The task: Write out every entry once more, character for character.
★ ★ ★
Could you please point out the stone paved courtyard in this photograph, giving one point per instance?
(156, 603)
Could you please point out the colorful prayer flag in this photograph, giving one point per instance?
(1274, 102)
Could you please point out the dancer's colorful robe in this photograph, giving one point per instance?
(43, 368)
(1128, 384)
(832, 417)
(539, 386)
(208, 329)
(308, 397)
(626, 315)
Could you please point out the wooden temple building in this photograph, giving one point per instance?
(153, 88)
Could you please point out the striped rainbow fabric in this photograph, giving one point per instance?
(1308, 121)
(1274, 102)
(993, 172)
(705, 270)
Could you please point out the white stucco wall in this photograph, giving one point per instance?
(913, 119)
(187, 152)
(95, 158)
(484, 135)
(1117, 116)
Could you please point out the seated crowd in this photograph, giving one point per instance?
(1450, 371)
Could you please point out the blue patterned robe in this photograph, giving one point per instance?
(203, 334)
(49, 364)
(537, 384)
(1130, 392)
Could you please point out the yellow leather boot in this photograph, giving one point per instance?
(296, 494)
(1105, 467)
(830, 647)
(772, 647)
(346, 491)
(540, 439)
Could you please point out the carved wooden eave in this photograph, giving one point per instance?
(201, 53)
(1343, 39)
★ ★ ★
Solution for this task:
Could you please point out the stone paved courtyard in this photograph, giving one point per instance?
(156, 603)
Could you please point out the colorful prayer flag in this photograph, giving one point per instance?
(1274, 102)
Could you please point out the dancer's colorful robe in this photograph, giving one point per instance?
(43, 368)
(1128, 384)
(832, 417)
(539, 386)
(208, 329)
(308, 397)
(626, 315)
Could you please point out the wooden temple building in this photograph, giving one point per instance?
(153, 88)
Could you please point out the striped rainbow fabric in this photograph, giving one point per instance?
(1308, 121)
(1274, 102)
(993, 172)
(705, 270)
Could you please point out the white stucco wall in this photograph, giving one point per instance?
(913, 119)
(187, 152)
(95, 158)
(484, 135)
(1117, 116)
Could you please point out the seated crowd in this photograph, giving one point per instance?
(1450, 371)
Could you please point out the blue patterned robe in this photograph, giving one point per instance?
(203, 334)
(49, 364)
(537, 384)
(1130, 392)
Could you please point out the yellow leather boot in this photograph, giving one point per instance?
(296, 494)
(1105, 467)
(830, 647)
(772, 647)
(346, 491)
(540, 439)
Could you please point out the carved wooden eave in this photograph, giving one point per instance?
(201, 53)
(1343, 39)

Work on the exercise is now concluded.